**WORK REQUIRED**
Please carry on the article on farm stress below from its final sentence.

**SUPPLIED PASSAGE**

# # # #

On this Labor Day holiday, people may be enjoying a day off from their job to relax and celebrate the unofficial closing of summer. But for many essential workers, that’s simply not possible. Between milkings, animal care, and harvest schedules, dairy farmers are near the top of that list.
As we know too well, a lack of time off is only one stressor affecting farmers across the country, and distress (bad stress) can have rippling effects through a farm family. Researchers at the University of Guelph even found a correlation — though not causation — between the mental health of farmers and the production and health of dairy cattle herds.
If there is bad stress, does that mean there’s good stress? Larry Tranel, a psychologist and dairy specialist for Iowa State Extension, reminds that there is. Perceiving stress as good can change our hormonal response and allow us to better rise to the challenges facing us. We can activate the portion of our brain responsible for higher reasoning instead of developing the hesitation, guilt, shame, fear, and other protective emotions that instinctively come from our “primitive mind,” he writes.
But first, Tranel acknowledges that there is a significant difference between good stress and distress. “Simply thinking positive about stress will not cause serious stress or distress to go away,” he says in his new publication, Managing Farm Stress and Distress.
“Outsmarting” our primitive mind to better trust ourselves and deal with our stress, personality, and emotions is possible. “Keeping thought processes a step ahead of emotional processes is important for mitigating farm stress,” Tranel said. However, this requires conscious effort because emotions move quickly.

# # # #

**Recorded data**
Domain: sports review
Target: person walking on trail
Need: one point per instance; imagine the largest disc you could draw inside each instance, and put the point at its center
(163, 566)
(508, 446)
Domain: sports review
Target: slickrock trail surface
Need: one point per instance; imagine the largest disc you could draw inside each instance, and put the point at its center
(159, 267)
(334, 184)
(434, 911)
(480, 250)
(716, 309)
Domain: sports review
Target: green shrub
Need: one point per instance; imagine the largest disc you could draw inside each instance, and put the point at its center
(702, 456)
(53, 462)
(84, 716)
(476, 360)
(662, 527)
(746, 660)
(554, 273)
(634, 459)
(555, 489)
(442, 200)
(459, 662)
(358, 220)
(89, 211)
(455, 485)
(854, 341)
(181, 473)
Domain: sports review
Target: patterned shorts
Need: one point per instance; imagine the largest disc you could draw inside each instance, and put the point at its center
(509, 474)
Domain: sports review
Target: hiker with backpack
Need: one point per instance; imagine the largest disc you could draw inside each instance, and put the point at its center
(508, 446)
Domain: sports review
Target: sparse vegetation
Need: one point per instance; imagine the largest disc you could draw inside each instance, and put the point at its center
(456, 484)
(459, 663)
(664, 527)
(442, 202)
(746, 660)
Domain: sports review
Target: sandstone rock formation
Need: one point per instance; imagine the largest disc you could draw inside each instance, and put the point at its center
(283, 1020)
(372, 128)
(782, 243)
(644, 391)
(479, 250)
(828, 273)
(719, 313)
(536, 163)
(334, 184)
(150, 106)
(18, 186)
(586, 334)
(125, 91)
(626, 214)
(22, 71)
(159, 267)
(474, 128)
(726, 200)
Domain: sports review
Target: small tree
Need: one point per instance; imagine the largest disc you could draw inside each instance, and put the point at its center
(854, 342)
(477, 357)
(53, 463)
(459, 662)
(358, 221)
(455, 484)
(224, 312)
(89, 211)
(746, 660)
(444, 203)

# # # #

**RESULT OF THE EXERCISE**
Being mindful of your day and its tasks is not always easy on a farm, but it can help mitigate negative emotions. This is a key element of happiness, according to Harvard Medical School. Tranel shared a few tips for moving toward more mindful emotions.
It might seem cheesy, but smiling and making an effort to approach tasks, places, and people in your life with a positive facial expression has repeatedly been shown to lead to more overall positive emotions. The same goes for laughter. Positive emotions tend to lead to a wide range of benefits, including more stable relationships and better social skills.
Also, focusing on your posture to literally stand tall not only makes you look more confident, but helps you feel more confident. Taking time to focus on the immediate action of breathing can ground and center you. Of course, these tools go hand in hand with taking care of and having respect for ourselves and realizing that our life’s value goes well beyond the farm.
Negative emotions are a normal function and not inherently a bad thing, Tranel notes. Still, mitigating these emotions is key to healthy function and avoiding distress. In addition to the actions above, stepping back and reinterpreting initial, potentially negative, responses to a situation is critical because the longer a negative perception is not dealt with, the deeper and more ingrained the emotion becomes.
Farm families go through lots of emotions each day, and handling them appropriately helps each individual as well as the group continue to thrive and move forward. For serious distress, be sure to reach out for appropriate help. For many stresses, we have more power over them than we may think or feel.